TEXTO MOSTRADO:
Tomado de http://ruedadeprensa.ning.com/profiles/blogs/ecosocialismo-hacia-una-nueva
Las presentes crisis económica y ecológica son parte de una coyuntura histórica más general: estamos enfrentados con una crisis del presente modelo de civilización, la civilización Occidental moderna capitalista/industrial, basada en la ilimitada expansión y acumulación de capital, en la “mercantilización de todo” (Immanuel Wallerstein), en la despiadada explotación del trabajo y la naturaleza, en el individualismo y la competencia brutales, y en la destrucción masiva del medio ambiente. La creciente amenaza de ruptura del equilibrio ecológico apunta a un escenario catastrófico –el calentamiento global– que pone en peligro la supervivencia misma de la especie humana. Enfrentamos una crisis de civilización que demanda un cambio radical.
Ecosocialismo es un intento de ofrecer una alternativa civilizatoria radical, fundada en los argumentos básicos del movimiento ecológico, y en la crítica marxista de la economía política. Opone al progreso destructivo capitalista (Marx) una política económica basada en criterios no monetarios y extraeconómicos: las necesidades sociales y el equilibrio ecológico. Esta síntesis dialéctica, intentada por un amplio espectro de autores, desde James O’Connor a Joel Kovel y John Bellamy Foster, y desde André Gorz (en sus escritos juveniles) a Elmar Altvater, es al mismo tiempo una crítica de la “ecología de mercado”, que no desafía el sistema capitalista, y del “socialismo productivista”, que ignora la cuestión de los limites naturales.
Según James O’Connor, el objetivo del socialismo ecológico es una nueva sociedad basada en la racionalidad ecológica, en el control democrático, en la equidad social, y el predominio del valor de uso sobre el valor de cambio. Agregaría que este objetivo requiere: a) propiedad colectiva de los medios de producción –“colectiva” quiere decir propiedad pública, cooperativa o comunitaria–; b) planificación democrática que permita a la sociedad definir metas de inversión y producción; y c) una nueva estructura tecnológica de las fuerzas productivas. En otros términos: una transformación social y económica revolucionaria.
El problema con las tendencias dominantes de la izquierda durante el siglo XX –la socialdemocracia y el movimiento comunista de inspiración soviética– fue la aceptación del modelo de fuerzas productivas realmente existente. Mientras la primera se limita a una versión reformada –a lo sumo keynesiana– del sistema capitalista, el segundo desarrolló una forma colectivista – o capitalista de Estado– de productivismo. En ambos casos, la cuestión del medio ambiente quedó descartada, o fue marginada.

ENUNCIADO:
Según el texto de arriba sobre el ecosocialismo, ¿por qué esa síntesis dialéctica critica tanto la "ecología de mercado" como el "socialismo productivista"? Indique el motivo que se da para cada una.

DATOS MOSTRADOS:
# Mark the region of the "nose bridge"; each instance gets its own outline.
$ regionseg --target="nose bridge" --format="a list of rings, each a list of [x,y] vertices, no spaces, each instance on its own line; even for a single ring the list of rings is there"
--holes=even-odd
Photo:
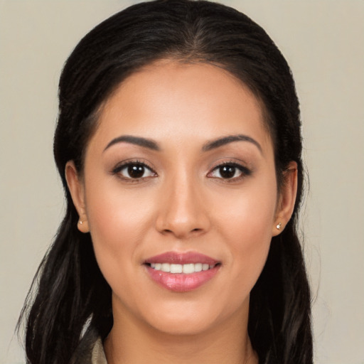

RESULTADO DEL EJERCICIO:
Critica la "ecología de mercado" porque no desafía el sistema capitalista. Critica el "socialismo productivista" porque ignora la cuestión de los límites naturales.